- Origin: United States
- Genres: R&B, soul blues
- Occupation: Singer
- Years active: 1960s–1970s
- Labels: Stone Flower, Enterprise

= Joe Hicks (musician) =

American singer

Joe Hicks is an American R&B and soul blues singer and songwriter. He hailed from San Francisco, California, United States, and found limited success in the late 1960s and early 1970s. Hicks recorded an album for a subsidiary label of Stax Records.

==Career==
His 1968 recording, "Don't It Make You Feel Funky", was produced by Pat Vegas and released by AGC Records; it later appeared on the 1995 compilation album, A Treasure Chest of Northern Soul. In 1969, backed by the Family Stone rhythm and horn section, he recorded the single, "I'm Goin' Home" b/w "Home Sweet Home - Part II", which was written and produced by Sly Stone, and released on the latter's Stone Flower label as well as the Scepter label. It was reported in the Money Music section of the 18 October issue of Record World that Scepter Records was all-out on "Home Sweet Home.

His joint compositions with Delaney Bramlett, "Sound of the City" and " I Know Something Good About You", were featured on Delaney & Bonnie & Friends' 1972 album, D&B Together. With Bobby Womack, Hicks co-wrote "Simple Man" and "Ruby Dean" (which both appeared on Womack's 1972 Understanding album), plus Womack's hit single, "That's The Way I Feel About Cha".

In 1973, Hicks recorded the album, Mighty Joe Hicks, which was released by Enterprise Records (a subsidiary label of Stax). It included the track, "Ruby Dean".

* _MATERIAL_
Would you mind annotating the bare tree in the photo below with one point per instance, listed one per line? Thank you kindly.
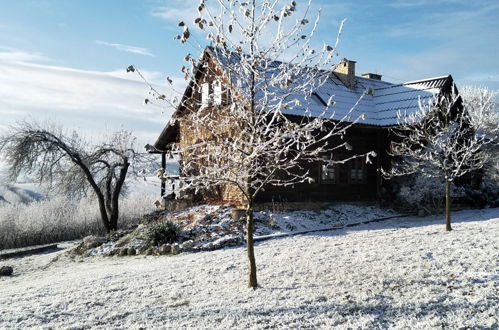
(445, 138)
(258, 122)
(66, 163)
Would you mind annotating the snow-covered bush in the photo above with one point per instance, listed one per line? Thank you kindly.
(420, 193)
(487, 195)
(61, 218)
(163, 233)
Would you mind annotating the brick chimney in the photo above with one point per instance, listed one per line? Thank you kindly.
(345, 71)
(372, 76)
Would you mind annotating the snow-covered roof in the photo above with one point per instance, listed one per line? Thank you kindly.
(379, 102)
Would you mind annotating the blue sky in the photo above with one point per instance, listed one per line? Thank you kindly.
(65, 60)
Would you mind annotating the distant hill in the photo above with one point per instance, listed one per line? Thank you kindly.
(19, 193)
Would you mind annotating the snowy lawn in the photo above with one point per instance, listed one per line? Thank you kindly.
(401, 273)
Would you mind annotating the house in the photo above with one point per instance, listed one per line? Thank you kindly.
(367, 94)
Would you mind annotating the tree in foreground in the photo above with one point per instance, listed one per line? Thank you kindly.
(68, 165)
(256, 123)
(446, 138)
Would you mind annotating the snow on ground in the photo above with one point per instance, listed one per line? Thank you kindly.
(402, 273)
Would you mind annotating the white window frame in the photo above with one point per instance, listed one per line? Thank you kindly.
(205, 95)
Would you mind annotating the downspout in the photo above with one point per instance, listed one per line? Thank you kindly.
(163, 165)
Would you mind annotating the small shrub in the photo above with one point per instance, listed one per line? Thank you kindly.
(163, 233)
(61, 218)
(422, 193)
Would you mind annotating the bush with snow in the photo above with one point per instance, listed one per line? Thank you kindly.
(424, 193)
(61, 218)
(163, 233)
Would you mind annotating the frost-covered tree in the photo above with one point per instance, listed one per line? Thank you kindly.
(445, 138)
(67, 164)
(257, 124)
(481, 102)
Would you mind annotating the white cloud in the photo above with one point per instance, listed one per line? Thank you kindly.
(8, 54)
(126, 48)
(92, 102)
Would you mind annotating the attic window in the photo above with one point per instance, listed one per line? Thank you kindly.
(205, 95)
(211, 94)
(217, 92)
(328, 173)
(357, 171)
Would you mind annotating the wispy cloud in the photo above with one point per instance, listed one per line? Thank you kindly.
(9, 54)
(126, 48)
(91, 102)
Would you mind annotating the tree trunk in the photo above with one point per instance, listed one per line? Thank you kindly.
(103, 213)
(447, 205)
(252, 282)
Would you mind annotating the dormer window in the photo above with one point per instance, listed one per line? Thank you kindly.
(217, 92)
(211, 94)
(205, 95)
(328, 173)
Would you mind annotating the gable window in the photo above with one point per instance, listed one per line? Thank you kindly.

* _WHAT IS ASKED_
1. Decide whether each statement agrees with the Joe Hicks article, giving yes or no and quoting the deciding words: (a) Hicks's 1968 recording "Don't It Make You Feel Funky" was released on the Stone Flower label. (b) Sly Stone wrote and produced "I'm Goin' Home." (c) The album Mighty Joe Hicks was released by Enterprise Records.
2. Copy the Joe Hicks article from "American singer" up to and including "of Stax Records.".
The rows are unrelated to the Joe Hicks article.

* _EXERCISE SOLUTIONS_
1.
(a) No: "was produced by Pat Vegas and released by AGC Records"
(b) Yes: "which was written and produced by Sly Stone"
(c) Yes: "which was released by Enterprise Records (a subsidiary label of Stax)"

2.
American singer

Joe Hicks is an American R&B and soul blues singer and songwriter. He hailed from San Francisco, California, United States, and found limited success in the late 1960s and early 1970s. Hicks recorded an album for a subsidiary label of Stax Records.